» DOCUMENT SECTION

= Beginning of Section =

Sahur is the pre-dawn meal before the fast begins. Many people treat it as mandatory, almost as if fasting would be impossible without it. But is that really true, or are we simply following the Sunnah without understanding the difference between recommended and required?

When I was younger, sahur was the part of Ramadan I disliked the most. It meant interrupting sleep just to eat before fasting.

I slept around midnight, so waking up at 4 or 5 in the morning felt exhausting. Yet I was told that without sahur I would never last the day.

The message was simple: If you do not eat before fasting, you will suffer.

As I grew older, that assumption started to break down.

Fasting, at its core, is not about hardship. It is about obedience and intention. Once that became clear, I began paying closer attention to my own habits.

Over the years I changed how I eat. I stopped snacking, partly by simply not keeping snacks easily available at home. When they are not around, you do not eat them.

Eventually I realized something else. I was perfectly fine eating just once a day.

More importantly, I noticed that the amount of carbohydrates I ate had a direct effect on hunger. The more carbs I consumed, the hungrier I became. When my meals shifted away from rice and noodles toward proteins like meat and fish, hunger became far less noticeable.

Another assumption also started to look questionable: the idea that a person must drink two litres of water a day to avoid dehydration.

I worked in the oil and gas industry for years. I never drank that much water, and I have always disliked carrying water bottles around. Yet my body functioned perfectly well.

Later I began fasting regularly outside Ramadan. Mondays and Thursdays, and sometimes alternate days for a couple of weeks at a time.

During those periods I often skipped sahur completely. I simply ate normally at iftar around Maghrib.

I have also fasted without any religious intention at all, simply as an eating pattern. The body adapts the same way. Hunger still settles down and the day passes normally. This made it clear to me that the physical ability to fast is not dependent on sahur.

What surprised me was how quickly the body adapts.

= End of Section =

» EXTRACTED INFORMATION
= Beginning of Section =

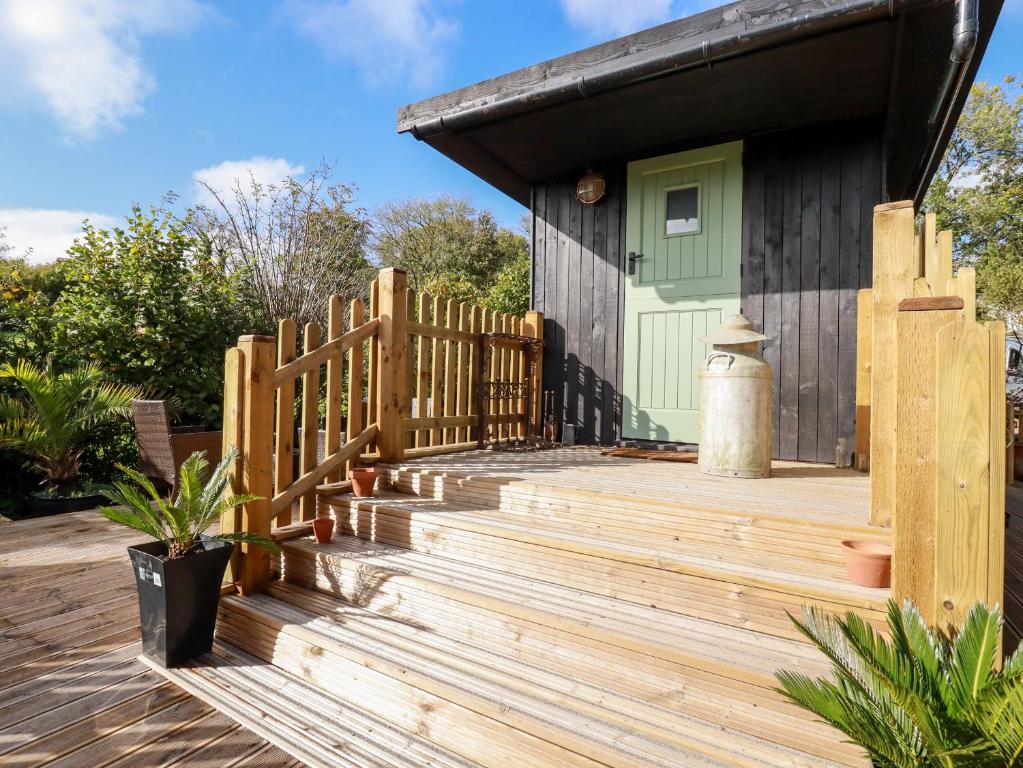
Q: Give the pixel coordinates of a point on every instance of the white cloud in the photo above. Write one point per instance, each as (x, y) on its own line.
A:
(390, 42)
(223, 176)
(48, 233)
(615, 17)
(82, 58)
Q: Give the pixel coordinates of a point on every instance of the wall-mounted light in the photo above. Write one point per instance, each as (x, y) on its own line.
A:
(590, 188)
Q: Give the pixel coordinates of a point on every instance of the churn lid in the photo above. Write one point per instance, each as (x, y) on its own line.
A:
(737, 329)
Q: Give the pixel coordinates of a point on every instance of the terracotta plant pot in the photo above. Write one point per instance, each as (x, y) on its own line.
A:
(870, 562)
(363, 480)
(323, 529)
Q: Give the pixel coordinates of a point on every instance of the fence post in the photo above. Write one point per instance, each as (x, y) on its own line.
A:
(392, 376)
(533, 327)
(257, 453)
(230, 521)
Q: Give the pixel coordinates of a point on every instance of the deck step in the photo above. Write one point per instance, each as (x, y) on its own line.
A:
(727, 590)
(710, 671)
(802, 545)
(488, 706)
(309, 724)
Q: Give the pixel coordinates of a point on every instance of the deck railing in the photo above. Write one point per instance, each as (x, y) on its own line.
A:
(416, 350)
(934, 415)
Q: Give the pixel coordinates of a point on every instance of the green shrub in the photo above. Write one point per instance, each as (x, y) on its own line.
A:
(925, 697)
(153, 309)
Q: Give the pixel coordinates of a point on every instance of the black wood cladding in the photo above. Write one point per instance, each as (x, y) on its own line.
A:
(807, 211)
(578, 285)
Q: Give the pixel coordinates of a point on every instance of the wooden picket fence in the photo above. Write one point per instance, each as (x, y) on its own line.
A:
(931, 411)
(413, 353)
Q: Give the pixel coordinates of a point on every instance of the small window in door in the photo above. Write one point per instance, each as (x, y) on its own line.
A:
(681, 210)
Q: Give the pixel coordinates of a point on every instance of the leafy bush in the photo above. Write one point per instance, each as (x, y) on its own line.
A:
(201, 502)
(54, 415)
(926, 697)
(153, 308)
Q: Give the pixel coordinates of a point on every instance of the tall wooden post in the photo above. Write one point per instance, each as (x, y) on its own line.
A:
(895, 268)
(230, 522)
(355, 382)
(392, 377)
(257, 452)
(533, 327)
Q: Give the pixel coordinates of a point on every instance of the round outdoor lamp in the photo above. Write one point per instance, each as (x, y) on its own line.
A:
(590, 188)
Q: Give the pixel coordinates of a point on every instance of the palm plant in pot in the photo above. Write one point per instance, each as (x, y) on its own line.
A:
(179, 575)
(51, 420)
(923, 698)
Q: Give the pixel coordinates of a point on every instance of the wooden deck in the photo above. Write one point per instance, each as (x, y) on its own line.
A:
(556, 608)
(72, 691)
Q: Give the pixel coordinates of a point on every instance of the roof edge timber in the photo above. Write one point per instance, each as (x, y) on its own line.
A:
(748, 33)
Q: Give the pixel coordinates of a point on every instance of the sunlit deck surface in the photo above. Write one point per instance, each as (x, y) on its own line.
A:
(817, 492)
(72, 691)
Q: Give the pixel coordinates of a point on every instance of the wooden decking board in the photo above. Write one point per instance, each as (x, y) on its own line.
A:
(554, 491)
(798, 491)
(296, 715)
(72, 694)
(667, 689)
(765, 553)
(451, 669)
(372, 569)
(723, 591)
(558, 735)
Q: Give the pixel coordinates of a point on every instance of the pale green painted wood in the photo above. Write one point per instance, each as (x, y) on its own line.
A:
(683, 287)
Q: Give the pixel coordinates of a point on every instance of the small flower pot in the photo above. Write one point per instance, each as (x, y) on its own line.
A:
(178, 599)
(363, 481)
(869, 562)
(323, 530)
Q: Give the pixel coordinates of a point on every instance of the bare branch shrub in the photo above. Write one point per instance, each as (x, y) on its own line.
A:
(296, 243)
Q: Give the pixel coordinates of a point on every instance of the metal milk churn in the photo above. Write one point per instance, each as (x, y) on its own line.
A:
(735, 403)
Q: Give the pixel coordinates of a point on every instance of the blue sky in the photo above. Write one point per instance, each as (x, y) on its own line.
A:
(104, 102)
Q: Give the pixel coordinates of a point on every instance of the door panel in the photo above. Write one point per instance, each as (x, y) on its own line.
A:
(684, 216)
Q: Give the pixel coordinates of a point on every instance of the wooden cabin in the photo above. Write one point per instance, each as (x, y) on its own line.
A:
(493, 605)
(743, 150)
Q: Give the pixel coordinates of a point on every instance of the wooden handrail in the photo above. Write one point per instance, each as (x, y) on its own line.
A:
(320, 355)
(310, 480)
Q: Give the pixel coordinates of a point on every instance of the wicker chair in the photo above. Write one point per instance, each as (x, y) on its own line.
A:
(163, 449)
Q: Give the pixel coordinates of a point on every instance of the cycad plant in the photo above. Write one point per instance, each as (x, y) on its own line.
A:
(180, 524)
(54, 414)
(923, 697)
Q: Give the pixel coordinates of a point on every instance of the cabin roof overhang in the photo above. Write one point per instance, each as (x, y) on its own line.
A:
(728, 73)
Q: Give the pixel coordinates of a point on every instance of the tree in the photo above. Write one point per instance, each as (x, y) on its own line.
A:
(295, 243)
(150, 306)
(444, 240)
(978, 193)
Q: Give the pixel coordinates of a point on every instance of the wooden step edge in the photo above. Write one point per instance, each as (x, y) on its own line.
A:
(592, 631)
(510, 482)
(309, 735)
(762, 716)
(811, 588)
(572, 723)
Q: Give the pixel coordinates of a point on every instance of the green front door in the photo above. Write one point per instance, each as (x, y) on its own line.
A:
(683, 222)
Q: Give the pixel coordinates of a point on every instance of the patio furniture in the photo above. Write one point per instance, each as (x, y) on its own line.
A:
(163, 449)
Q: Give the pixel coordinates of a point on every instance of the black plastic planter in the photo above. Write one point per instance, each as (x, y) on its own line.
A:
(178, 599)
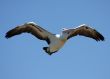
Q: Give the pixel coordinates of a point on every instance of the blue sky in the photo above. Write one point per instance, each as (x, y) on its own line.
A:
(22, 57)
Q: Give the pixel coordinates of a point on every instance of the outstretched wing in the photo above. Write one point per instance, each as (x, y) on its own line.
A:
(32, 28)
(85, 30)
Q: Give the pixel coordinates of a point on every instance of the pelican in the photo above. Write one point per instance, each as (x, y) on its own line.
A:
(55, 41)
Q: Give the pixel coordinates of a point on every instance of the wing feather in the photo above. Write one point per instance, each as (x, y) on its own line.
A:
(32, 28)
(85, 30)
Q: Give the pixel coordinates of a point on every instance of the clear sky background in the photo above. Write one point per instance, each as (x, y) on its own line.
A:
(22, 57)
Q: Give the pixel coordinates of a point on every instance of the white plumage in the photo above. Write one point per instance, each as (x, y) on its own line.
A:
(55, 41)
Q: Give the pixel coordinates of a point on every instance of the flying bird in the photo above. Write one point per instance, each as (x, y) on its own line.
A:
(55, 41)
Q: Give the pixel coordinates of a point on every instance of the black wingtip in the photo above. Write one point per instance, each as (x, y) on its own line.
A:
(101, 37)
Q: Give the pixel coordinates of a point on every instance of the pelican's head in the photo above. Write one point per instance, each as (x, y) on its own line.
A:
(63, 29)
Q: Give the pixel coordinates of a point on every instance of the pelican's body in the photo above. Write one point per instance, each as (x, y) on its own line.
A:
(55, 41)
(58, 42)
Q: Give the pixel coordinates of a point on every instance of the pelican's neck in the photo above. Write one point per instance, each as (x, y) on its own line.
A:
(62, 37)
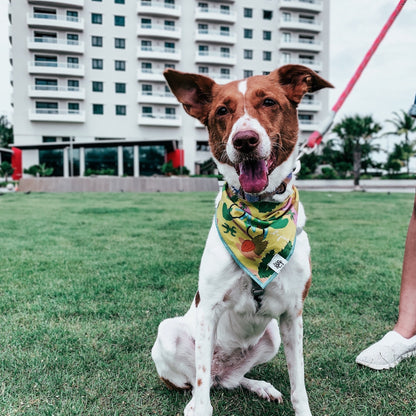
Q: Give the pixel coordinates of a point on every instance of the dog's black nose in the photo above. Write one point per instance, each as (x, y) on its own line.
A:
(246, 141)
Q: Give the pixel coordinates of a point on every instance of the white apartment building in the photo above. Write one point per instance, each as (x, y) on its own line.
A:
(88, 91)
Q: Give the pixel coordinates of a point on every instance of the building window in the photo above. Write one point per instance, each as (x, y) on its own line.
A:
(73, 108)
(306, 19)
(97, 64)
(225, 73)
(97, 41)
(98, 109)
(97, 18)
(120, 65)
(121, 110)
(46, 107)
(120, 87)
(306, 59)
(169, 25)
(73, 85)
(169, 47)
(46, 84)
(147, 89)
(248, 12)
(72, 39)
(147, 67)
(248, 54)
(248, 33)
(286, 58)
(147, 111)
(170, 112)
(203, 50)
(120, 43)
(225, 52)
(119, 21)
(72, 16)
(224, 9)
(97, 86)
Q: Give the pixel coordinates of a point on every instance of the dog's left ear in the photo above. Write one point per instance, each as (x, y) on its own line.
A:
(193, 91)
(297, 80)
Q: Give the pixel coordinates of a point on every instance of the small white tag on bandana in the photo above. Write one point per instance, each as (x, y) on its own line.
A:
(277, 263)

= End of Section =
= Beginning of Section =

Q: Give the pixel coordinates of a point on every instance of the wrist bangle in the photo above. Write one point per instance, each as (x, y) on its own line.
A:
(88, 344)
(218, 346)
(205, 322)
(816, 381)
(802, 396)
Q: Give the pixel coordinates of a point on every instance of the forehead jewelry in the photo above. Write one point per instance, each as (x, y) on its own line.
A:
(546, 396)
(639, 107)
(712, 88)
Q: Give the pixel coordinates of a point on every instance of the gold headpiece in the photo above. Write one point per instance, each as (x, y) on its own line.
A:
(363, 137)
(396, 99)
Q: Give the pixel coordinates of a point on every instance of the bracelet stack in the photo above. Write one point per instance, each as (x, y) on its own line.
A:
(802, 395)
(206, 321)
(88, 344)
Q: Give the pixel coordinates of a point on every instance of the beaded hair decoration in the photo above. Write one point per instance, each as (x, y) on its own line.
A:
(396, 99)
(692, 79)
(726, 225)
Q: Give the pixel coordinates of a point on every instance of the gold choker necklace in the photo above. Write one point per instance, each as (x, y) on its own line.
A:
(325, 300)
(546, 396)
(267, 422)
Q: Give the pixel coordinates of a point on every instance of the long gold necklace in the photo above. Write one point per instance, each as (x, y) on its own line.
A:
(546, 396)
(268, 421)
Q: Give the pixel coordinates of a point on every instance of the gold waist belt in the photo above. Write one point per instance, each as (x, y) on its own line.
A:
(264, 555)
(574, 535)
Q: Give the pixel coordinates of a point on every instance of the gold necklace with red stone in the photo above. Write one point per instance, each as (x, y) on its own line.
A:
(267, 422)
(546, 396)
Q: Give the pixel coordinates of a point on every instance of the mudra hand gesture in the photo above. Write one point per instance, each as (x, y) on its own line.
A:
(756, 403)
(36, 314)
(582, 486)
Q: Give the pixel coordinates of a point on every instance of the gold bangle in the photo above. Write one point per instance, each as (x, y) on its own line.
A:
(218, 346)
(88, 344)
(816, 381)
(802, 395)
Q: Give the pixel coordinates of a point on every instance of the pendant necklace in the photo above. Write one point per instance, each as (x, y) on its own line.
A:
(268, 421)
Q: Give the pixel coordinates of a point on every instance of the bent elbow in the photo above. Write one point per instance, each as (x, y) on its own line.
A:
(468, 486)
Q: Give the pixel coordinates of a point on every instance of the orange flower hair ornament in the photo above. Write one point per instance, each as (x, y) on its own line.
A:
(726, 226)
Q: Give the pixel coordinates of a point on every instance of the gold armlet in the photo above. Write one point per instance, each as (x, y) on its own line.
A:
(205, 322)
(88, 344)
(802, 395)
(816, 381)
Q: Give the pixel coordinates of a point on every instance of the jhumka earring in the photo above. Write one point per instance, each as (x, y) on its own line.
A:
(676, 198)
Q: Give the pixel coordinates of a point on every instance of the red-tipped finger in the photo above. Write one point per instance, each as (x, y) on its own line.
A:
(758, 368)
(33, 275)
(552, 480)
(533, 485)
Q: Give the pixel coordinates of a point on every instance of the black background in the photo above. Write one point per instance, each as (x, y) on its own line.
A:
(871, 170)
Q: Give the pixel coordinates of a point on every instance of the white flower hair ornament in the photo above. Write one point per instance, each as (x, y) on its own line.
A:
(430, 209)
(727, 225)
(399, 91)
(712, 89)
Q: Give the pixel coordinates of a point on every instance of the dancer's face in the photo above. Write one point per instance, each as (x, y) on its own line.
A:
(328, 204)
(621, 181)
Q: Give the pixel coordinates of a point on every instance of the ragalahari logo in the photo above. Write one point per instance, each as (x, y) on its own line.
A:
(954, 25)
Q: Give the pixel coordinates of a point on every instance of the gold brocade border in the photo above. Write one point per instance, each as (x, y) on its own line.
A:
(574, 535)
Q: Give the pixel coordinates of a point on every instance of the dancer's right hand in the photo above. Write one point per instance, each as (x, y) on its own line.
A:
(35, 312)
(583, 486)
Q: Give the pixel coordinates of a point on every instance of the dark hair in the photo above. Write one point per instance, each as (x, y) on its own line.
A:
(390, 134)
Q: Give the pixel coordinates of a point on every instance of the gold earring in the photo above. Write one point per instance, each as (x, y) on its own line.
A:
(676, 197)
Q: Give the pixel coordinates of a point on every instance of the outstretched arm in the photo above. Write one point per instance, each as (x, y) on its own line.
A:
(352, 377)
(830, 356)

= End of Section =

» REQUIREMENT 1
In the text on sahur, which industry did the writer work in for years?
» REQUIREMENT 2
Transcribe the text on sahur from "Eventually I realized" up to and including "far less noticeable.".

» WRITTEN RESPONSE 1
The oil and gas industry.

» WRITTEN RESPONSE 2
Eventually I realized something else. I was perfectly fine eating just once a day.

More importantly, I noticed that the amount of carbohydrates I ate had a direct effect on hunger. The more carbs I consumed, the hungrier I became. When my meals shifted away from rice and noodles toward proteins like meat and fish, hunger became far less noticeable.